Work order: A verbatim copy of the data is wanted, minus any picture in it.

(Region pointing data)
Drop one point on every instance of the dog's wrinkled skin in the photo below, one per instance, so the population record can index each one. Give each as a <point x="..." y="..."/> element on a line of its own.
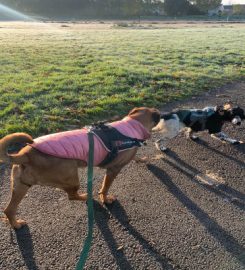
<point x="31" y="167"/>
<point x="170" y="128"/>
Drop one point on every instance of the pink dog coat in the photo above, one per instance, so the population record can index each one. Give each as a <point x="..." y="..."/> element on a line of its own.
<point x="74" y="144"/>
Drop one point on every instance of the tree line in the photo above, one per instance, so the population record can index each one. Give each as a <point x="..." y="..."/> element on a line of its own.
<point x="112" y="8"/>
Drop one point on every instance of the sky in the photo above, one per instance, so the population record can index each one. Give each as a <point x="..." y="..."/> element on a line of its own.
<point x="230" y="2"/>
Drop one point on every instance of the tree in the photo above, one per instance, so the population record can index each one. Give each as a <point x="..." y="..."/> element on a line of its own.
<point x="176" y="7"/>
<point x="205" y="5"/>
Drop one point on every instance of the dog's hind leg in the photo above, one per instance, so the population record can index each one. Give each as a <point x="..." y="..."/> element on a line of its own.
<point x="190" y="134"/>
<point x="73" y="194"/>
<point x="19" y="190"/>
<point x="161" y="145"/>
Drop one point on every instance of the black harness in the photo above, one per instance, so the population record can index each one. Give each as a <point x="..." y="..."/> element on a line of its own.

Output below:
Drop one point on every instance of the dog's wrinkled skin in the photo below, one per instance, so the population record can index each one. Give each as a <point x="..." y="..."/> element on a line of its own.
<point x="31" y="167"/>
<point x="170" y="128"/>
Drop one point on every instance of the pink dog coat in the photo above, one per instance, so the population record can index each one. Give each as a <point x="..." y="..."/> element on a line of its own.
<point x="74" y="144"/>
Drop one point on every instance of the tree line in the photo above, one per instance, so the population record can index each one. Give each as a <point x="..." y="..."/> element on a line of its own.
<point x="112" y="8"/>
Drop one point on every instance of the sky in the photo above, one per instance, so the population record can index each one. Give each as a <point x="..." y="..."/> element on a line of its own.
<point x="230" y="2"/>
Drop one point on every instance of the tree in the photo above, one per instance, so the population record can index each one. Give each as a <point x="..." y="..."/> element on a line of its own.
<point x="176" y="7"/>
<point x="205" y="5"/>
Drop one point on every instance of the dog's hind leg in the photo above, one per instance, so the population record can index each one. Give each as a <point x="..." y="..."/> element on a line of its own.
<point x="190" y="134"/>
<point x="73" y="194"/>
<point x="19" y="190"/>
<point x="161" y="145"/>
Drop one point on every instance of the black harness in the photo above, one per instance, so the population record can index each one. Give each as a <point x="..." y="..."/> element on a line of its own.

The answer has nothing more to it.